CONSIGNE A:
Mettez en forme les entrées, depuis leur début jusqu'à la ligne contenant "148L199 149L199 155L201" incluse, en un CSV à deux colonnes, "texte" et "reponse" : une ligne par entrée, chaque champ entre guillemets et les sauts de ligne remplacés par des espaces. Laissez les images hors de la réponse.
━━━━━ TEXTE EXTRAIT
Treizième dimanche du temps ordinaire 27 juin 2010
Les textes du jour
L’épisode évangélique de ce dimanche est une charnière dans l'Évangile de Luc. « Jésus prit avec courage la route de Jérusalem. » Débute alors ce qu'on appelle la montée à Jérusalem. Avec une grande liberté intérieure, Jésus décide d’aller à Jérusalem qui n'est pas tant le lieu géographique que le lieu de la passion : Jésus prend avec courage la route qui le conduira au don de sa vie.
C'est librement qu'il a fait ce choix que rien n'arrêtera, pas même le refus de ceux qui se mettent en travers de son chemin. C'est pourquoi il interpelle Jacques et Jean qui veulent faire tomber le feu sur ce village de Samarie qui refuse de les recevoir. Jésus se retourne vers eux pour bien souligner que le disciple suit Jésus et non le contraire !
Et c'est justement trois disciples potentiels que Jésus rencontre alors ou plus exactement trois figures de disciple qui peuvent exprimer notre propre intention à vouloir suivre le Christ. Le premier disciple est celui qui veut suivre Jésus sans véritablement prendre en compte les exigences que cela demande. Il est prêt à tout, déployant une grande générosité, mais sans vraiment habiter ce que cela demande. « Je te suivrai partout où tu iras. » D'où la réponse de Jésus : « Le Fils de l'homme n'a pas d'endroit où reposer la tête », c'est-à-dire, le Fils de l'homme – Jésus – ne vit pas sa mission à moitié. Il en est de même pour le disciple qui devra lui aussi prendre avec courage la route de Jérusalem.
Le second disciple entend bien l’appel à suivre Jésus – « suis-moi », lui dit Jésus – mais il ne fait pas de cet appel sa priorité. Il veut bien suivre Jésus mais seulement après avoir fait tout ce qu'il aura à faire. Ce que Jésus dénonce ce n'est pas tant le fait d'aller enterrer son père mais le « d'abord » : « Permets-moi d'aller d'abord enterrer mon père. » Cette deuxième figure du disciple correspond à celui qui veut suivre Jésus mais en décidant lui-même sa vie. C’est en quelque sorte, celui qui veut bien être disciple mais sur la route que lui-même a choisie, et non sur celle que Jésus prend.
Vient alors le troisième disciple : celui qui veut suivre Jésus sans se détacher de ses liens affectifs. Là encore le « d'abord » traduit l’intention effective de cet homme : « Je te suivrai, Seigneur ; mais laisse-moi d'abord faire mes adieux aux gens de ma maison. » Le disciple est celui qui apprend de Jésus à aimer les siens, qui vit d'abord un amour de préférence pour le Christ. Il est celui qui, à la suite du Christ, choisit de donner sa vie pour les siens.
Nous percevons bien qu'aucune de ces trois figures ne correspond vraiment à celle du disciple qui suit Jésus. C'est l'Évangile de dimanche prochain qui nous permettra de contempler la juste attitude : « Jésus envoya ses disciples deux par deux devant lui dans toutes les villes et localités où lui-même devait aller » (Luc 10,1).
━━━━━━━━━━
━━━━━ LES ENTRÉES
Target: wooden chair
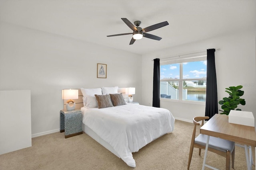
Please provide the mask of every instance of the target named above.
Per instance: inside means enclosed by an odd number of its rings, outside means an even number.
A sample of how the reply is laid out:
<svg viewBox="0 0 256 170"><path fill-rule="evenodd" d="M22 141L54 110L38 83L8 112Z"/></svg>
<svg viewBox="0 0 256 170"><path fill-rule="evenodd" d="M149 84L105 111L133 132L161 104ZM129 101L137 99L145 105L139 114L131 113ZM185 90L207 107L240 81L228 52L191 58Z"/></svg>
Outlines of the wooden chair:
<svg viewBox="0 0 256 170"><path fill-rule="evenodd" d="M194 148L199 149L199 155L201 155L201 150L205 149L207 135L200 134L196 137L196 126L200 125L199 121L202 121L201 126L204 125L204 120L209 119L208 116L196 117L193 119L193 122L194 125L190 149L189 152L188 170L191 162L192 154ZM232 168L234 168L234 164L235 160L235 143L228 140L210 136L209 141L208 151L216 153L226 158L226 169L230 170L230 157L232 157Z"/></svg>

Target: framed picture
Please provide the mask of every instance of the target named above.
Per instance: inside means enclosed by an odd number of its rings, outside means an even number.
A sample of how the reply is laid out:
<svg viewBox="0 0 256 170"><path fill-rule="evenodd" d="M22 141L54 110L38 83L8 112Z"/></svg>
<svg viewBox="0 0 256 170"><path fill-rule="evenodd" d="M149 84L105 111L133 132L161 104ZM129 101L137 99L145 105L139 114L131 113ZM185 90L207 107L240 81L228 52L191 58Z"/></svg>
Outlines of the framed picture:
<svg viewBox="0 0 256 170"><path fill-rule="evenodd" d="M97 78L107 78L107 64L97 64Z"/></svg>

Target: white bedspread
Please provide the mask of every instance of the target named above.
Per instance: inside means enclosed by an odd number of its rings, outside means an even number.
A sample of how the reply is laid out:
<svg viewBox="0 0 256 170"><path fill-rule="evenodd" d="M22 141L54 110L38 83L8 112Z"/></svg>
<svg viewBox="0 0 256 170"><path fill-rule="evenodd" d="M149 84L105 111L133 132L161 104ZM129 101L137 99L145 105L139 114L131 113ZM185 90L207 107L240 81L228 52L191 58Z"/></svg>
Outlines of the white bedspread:
<svg viewBox="0 0 256 170"><path fill-rule="evenodd" d="M83 113L83 123L132 167L136 164L132 152L174 129L174 117L168 110L161 108L128 104L86 109Z"/></svg>

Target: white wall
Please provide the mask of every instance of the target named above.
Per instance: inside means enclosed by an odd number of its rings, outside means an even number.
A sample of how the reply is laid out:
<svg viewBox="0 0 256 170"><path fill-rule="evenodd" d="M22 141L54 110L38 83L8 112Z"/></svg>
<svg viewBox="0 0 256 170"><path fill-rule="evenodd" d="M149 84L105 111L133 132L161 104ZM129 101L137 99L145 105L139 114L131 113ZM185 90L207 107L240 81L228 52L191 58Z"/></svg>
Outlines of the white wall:
<svg viewBox="0 0 256 170"><path fill-rule="evenodd" d="M141 102L140 55L5 22L0 29L0 90L31 90L32 135L59 129L62 89L134 87ZM97 78L97 63L107 64L106 79Z"/></svg>
<svg viewBox="0 0 256 170"><path fill-rule="evenodd" d="M218 101L228 96L225 88L243 86L246 104L242 110L256 112L256 29L239 32L164 49L144 55L142 58L142 104L152 106L153 61L152 60L220 48L215 52ZM161 60L160 60L161 61ZM204 116L205 104L161 100L161 107L169 109L177 119L191 121L196 116ZM221 109L220 105L218 109ZM220 113L220 112L219 112Z"/></svg>

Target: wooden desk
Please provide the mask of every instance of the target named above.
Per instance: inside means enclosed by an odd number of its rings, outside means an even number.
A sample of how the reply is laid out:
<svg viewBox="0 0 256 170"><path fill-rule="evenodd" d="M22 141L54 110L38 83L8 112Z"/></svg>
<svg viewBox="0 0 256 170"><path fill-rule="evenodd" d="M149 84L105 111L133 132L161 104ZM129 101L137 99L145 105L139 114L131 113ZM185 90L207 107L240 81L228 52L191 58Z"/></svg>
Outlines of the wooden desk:
<svg viewBox="0 0 256 170"><path fill-rule="evenodd" d="M247 145L256 147L256 133L254 127L228 123L228 116L216 114L200 128L200 133L208 136L202 169L204 169L208 149L209 136L219 137L244 144L246 148L248 170L251 169Z"/></svg>

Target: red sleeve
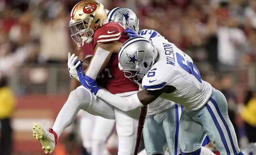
━━━━━━━━━━
CONSIGNE B:
Reprenez le commentaire de l'Évangile du treizième dimanche du temps ordinaire là où il s'interrompt.

RÉPONSE ATTENDUE A:
texte,reponse
"Target: wooden chair Please provide the mask of every instance of the target named above. Per instance: inside means enclosed by an odd number of its rings, outside means an even number. A sample of how the reply is laid out: <svg viewBox=""0 0 256 170""><path fill-rule=""evenodd"" d=""M22 141L54 110L38 83L8 112Z""/></svg> <svg viewBox=""0 0 256 170""><path fill-rule=""evenodd"" d=""M149 84L105 111L133 132L161 104ZM129 101L137 99L145 105L139 114L131 113ZM185 90L207 107L240 81L228 52L191 58Z""/></svg> Outlines of the wooden chair:","<svg viewBox=""0 0 256 170""><path fill-rule=""evenodd"" d=""M194 148L199 149L199 155L201 155L201 150L205 149L207 135L200 134L196 137L196 126L200 125L199 121L202 121L201 126L204 125L204 120L209 119L208 116L196 117L193 119L193 122L194 125L190 149L189 152L188 170L191 162L192 154ZM232 168L234 168L234 164L235 160L235 143L228 140L210 136L209 141L208 151L216 153L226 158L226 169L230 170L230 157L232 157Z""/></svg>"

RÉPONSE ATTENDUE B:
Pour vivre cette réalité, Saint Paul apporte un élément important pour aider celui qui veut suivre le Christ : « Vivez sous la conduite de l'Eprit de Dieu. » En effet, il pourrait sembler contradictoire de vouloir suivre le Christ et de vivre la liberté à laquelle nous sommes appelées : « Vous avez été appelés à la liberté » (deuxième lecture). Comment peut-on être libre en décidant de suivre quelqu'un ?
Une fausse conception de la liberté consiste à identifier celle-ci à l'indépendance. Effectivement on ne peut pas être indépendant et suivre quelqu'un. La liberté dont parle Paul, la vraie liberté chrétienne à laquelle nous sommes appelée, est une liberté d'alliance qui passe par le don désintéressé de soi-même. « L’homme ne peut pleinement se trouver que par le don désintéressé de lui-même. » (Vatican II, L’Eglise dans le monde de ce temps, n° 24). Et c’est ainsi que l’homme est libre intérieurement.
Il n'y a de vraie liberté intérieure que dans le don de soi par amour des autres. C'est cette liberté-là qui anime Jésus tandis qu'il prend avec courage la route de Jérusalem. Le disciple découvre qu'en donnant sa vie au Christ par amour de ses frères, il est habité d'une force intérieure que rien n'arrête, pas même le refus en face de lui. Puisant sa vie dans cette liberté d'alliance, le disciple se met, « par amour, au service les uns des autres » (deuxième lecture).
Seul
l'Esprit peut nous conduire sur ce chemin. Ainsi la réponse que nous ferons à
l'appel du Christ à le suivre sera juste. Pourra alors retentir du fond de
notre cœur cette prière de confiance : « Je
bénis le Seigneur qui me conseille : même la nuit mon cœur m'avertit. Je garde
le Seigneur devant moi sans relâche ; il est à ma droite : je suis
inébranlable. » (Psaume)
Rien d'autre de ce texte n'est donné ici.